[START OF PROVIDED TEXT]

%%%%% TRIAL JP %%%%%

%----------------------------------------------------------------
% 1. Defining variables
%----------------------------------------------------------------

var c y i q s pi piH piF psiF a mc phi pi_star y_star i_star eps_a eps_g eps_cp delta_e y_obs i_obs pi_obs s_obs q_obs y_star_obs i_star_obs pi_star_obs r delta_s; 
varexo gshock mshock phishock pi_starshock y_starshock i_starshock ashock cpshock sshock;

parameters h sigma alpha eta delta thetaH beta thetaF chi rhoi psi_pi psi_y psi_dy psi_de varphi rhog rhoa rhocp rhophi rhopi_star rhoy_star rhoi_star;


%----------------------------------------------------------------
% 2. Calibration (of parameters)
%----------------------------------------------------------------

h = 0.5; 
sigma = 1.2; 
alpha = 0.185; 
eta = 1.5; 
delta = 0.5; 
thetaH = 0.5;
beta = 0.99;
thetaF = 0.5;
chi = 0.01;
rhoi = 0.5;
psi_pi = 2.5;     
psi_y = 0.25;
psi_dy = 0.25;
psi_de = 0.25;
varphi = 1.5;   
rhog = 0.8;
rhoa = 0.8;
rhocp = 0.5;
rhophi = 0.8;
rhopi_star = 0.8;
rhoy_star = 0.8;  
rhoi_star = 0.8; 

%----------------------------------------------------------------
% 3. Model
%----------------------------------------------------------------

model(linear);

c-h*c(-1) = (c(+1)-h*c) - sigma^(-1)*(1-h)*(i-pi(+1)) + sigma^(-1)*(1-h)*(eps_g - eps_g(+1));            % eq (14)
(1-alpha)*c = y - alpha*eta*(2-alpha)*s - alpha*eta*psiF - alpha*y_star;                                 % eq (15)
s-s(-1) = piF - piH;                                                                                     % eq (16)
q = psiF + (1-alpha)*s;                                                                                  % eq (17)
piH-delta*piH(-1) = thetaH^(-1)*(1-thetaH)*(1-thetaH*beta)*mc + beta*(piH(+1)-delta*piH);                % eq (18)
mc = varphi*y - (1+varphi)*eps_a + alpha*s + sigma*(1-h)^(-1)*(c-h*c(-1));                               % equation for marginal cost
piF-delta*piF(-1) = thetaF^(-1)*(1-thetaF)*(1-thetaF*beta)*psiF + beta*(piF(+1)-delta*piF) + cpshock;    % eq (19)
pi = piH +alpha*(s-s(-1));                                                                               % eq (20)

[END OF PROVIDED TEXT]

**STATED EXERCISE 1:** Please reproduce the records exactly, from the line containing "reads [[333, 90]]." through the last line of the records.

[START OF RECORD SET]

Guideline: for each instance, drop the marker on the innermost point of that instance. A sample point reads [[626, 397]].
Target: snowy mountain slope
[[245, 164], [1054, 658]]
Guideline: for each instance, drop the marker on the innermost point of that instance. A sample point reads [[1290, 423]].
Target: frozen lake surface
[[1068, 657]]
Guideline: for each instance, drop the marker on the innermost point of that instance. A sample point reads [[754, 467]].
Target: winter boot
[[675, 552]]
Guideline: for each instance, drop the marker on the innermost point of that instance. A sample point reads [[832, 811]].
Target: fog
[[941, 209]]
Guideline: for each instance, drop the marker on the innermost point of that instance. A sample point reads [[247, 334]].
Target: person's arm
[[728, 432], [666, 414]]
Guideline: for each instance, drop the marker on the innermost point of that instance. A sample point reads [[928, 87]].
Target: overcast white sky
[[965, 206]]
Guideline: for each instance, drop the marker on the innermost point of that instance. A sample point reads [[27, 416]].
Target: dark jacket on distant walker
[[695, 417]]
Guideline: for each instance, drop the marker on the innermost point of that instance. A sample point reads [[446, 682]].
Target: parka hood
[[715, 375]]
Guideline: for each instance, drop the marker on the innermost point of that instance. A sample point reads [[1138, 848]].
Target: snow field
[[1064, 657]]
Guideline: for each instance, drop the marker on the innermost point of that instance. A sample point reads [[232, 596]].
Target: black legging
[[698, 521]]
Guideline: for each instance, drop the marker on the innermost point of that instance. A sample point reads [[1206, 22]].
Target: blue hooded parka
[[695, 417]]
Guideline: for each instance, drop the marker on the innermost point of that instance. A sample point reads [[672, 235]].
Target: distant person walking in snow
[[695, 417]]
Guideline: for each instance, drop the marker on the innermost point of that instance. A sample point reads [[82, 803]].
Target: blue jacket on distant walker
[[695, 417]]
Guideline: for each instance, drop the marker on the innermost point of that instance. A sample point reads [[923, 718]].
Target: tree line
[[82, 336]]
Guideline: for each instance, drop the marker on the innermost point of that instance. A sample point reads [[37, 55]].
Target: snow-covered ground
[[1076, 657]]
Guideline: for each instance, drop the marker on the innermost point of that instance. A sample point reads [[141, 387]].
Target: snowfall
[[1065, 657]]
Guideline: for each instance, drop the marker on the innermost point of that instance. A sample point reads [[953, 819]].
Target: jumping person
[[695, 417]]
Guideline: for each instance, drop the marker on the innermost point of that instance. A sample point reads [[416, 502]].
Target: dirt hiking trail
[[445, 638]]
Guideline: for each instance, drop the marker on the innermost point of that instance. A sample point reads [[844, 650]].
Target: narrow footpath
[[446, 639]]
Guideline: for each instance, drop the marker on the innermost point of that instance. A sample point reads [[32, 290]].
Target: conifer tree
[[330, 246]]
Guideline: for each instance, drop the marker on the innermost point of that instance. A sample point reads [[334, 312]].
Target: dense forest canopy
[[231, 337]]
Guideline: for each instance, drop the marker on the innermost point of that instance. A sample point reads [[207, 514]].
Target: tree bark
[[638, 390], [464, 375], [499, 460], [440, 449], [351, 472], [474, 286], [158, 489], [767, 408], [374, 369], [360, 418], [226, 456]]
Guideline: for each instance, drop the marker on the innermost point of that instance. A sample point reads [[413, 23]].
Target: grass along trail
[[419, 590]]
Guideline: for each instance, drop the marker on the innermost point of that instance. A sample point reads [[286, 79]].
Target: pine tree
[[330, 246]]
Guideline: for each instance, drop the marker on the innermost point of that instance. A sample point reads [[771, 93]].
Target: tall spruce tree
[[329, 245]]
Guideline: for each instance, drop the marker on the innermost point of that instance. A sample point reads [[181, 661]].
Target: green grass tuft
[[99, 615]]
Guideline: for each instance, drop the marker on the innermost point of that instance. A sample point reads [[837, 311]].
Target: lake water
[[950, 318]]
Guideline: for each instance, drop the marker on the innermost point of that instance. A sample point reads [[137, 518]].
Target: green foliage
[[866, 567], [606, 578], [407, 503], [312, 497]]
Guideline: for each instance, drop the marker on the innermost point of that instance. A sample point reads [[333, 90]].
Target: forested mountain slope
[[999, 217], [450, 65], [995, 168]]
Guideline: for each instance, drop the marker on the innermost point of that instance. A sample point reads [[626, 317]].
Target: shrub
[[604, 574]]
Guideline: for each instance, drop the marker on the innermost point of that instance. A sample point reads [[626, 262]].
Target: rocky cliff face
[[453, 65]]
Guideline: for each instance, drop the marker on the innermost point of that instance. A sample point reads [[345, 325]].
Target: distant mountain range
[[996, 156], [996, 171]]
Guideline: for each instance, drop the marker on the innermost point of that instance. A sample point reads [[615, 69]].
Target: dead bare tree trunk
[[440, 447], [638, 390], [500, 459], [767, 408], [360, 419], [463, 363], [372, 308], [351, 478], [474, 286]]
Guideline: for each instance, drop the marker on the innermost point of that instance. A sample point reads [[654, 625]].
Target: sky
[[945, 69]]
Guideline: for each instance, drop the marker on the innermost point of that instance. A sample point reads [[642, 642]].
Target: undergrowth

[END OF RECORD SET]

**STATED EXERCISE 2:** Name each parameter that the model code sets to a value of 0.8.

**OUTPUT 1:**
Guideline: for each instance, drop the marker on the innermost point of that instance. A sample point reads [[333, 90]].
Target: forested mountain slope
[[999, 217], [450, 65], [995, 168]]
Guideline: for each instance, drop the marker on the innermost point of that instance. A sample point reads [[626, 317]].
Target: shrub
[[604, 574]]
Guideline: for each instance, drop the marker on the innermost point of that instance. A sample point reads [[626, 262]].
Target: rocky cliff face
[[453, 65]]
Guideline: for each instance, drop the marker on the innermost point of that instance. A sample point reads [[345, 325]].
Target: distant mountain range
[[996, 156], [996, 171]]
Guideline: for each instance, drop the marker on the innermost point of that instance. A sample point reads [[615, 69]].
Target: dead bare tree trunk
[[440, 447], [638, 390], [500, 459], [767, 408], [360, 419], [463, 363], [372, 308], [351, 478], [474, 286]]
Guideline: for each instance, drop the marker on the innermost point of that instance. A sample point reads [[654, 625]].
Target: sky
[[945, 69]]
Guideline: for each instance, drop the marker on the innermost point of that instance. A sample point reads [[642, 642]].
Target: undergrowth

**OUTPUT 2:** rhog, rhoa, rhophi, rhopi_star, rhoy_star, rhoi_star